[Box-labeled dataset extracts]
-- Begin --

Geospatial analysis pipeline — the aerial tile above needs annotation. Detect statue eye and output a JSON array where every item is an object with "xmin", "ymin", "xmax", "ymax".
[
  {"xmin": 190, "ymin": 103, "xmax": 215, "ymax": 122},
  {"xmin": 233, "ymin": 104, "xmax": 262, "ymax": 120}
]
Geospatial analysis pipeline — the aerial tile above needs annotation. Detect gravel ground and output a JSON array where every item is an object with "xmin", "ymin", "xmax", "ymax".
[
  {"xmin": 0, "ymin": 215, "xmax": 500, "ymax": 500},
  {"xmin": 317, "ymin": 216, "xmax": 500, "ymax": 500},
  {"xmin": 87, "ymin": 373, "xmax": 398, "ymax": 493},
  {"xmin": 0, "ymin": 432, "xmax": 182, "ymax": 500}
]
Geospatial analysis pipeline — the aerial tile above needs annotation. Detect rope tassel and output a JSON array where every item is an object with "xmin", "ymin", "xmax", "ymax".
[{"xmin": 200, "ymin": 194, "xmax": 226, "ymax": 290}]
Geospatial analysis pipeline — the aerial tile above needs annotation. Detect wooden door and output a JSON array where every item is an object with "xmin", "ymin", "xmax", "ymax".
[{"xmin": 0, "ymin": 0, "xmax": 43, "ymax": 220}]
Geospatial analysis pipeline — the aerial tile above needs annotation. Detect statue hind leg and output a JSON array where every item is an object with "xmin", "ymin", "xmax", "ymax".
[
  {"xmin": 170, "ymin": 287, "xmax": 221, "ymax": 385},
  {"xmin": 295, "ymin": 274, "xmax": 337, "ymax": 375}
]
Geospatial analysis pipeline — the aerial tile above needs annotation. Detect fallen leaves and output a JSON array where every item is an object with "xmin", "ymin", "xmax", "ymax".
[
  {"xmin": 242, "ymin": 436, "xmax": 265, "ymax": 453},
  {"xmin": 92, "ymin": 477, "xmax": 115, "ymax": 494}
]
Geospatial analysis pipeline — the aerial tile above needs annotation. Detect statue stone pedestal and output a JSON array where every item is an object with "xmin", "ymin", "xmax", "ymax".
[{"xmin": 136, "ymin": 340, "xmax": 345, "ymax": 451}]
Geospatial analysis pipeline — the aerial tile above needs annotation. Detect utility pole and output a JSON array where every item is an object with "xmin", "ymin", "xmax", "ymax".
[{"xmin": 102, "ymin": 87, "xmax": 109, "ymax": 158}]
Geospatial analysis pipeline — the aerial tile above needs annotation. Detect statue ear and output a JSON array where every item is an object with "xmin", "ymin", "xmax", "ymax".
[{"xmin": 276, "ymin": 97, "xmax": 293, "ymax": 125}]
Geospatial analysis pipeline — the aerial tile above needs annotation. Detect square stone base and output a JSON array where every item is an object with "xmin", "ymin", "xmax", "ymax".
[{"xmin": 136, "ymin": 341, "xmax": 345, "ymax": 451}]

-- End --

**Stated problem:**
Reproduce the entries from the line containing "annotation. Detect square" through the end of the entries, inclusive. Substitute "square stone plinth" for "square stone base" and keep everything else the same.

**Response below:**
Geospatial analysis pipeline — the aerial tile above needs annotation. Detect square stone plinth and output a JSON array where every item is an object with "xmin", "ymin", "xmax", "ymax".
[{"xmin": 136, "ymin": 341, "xmax": 345, "ymax": 451}]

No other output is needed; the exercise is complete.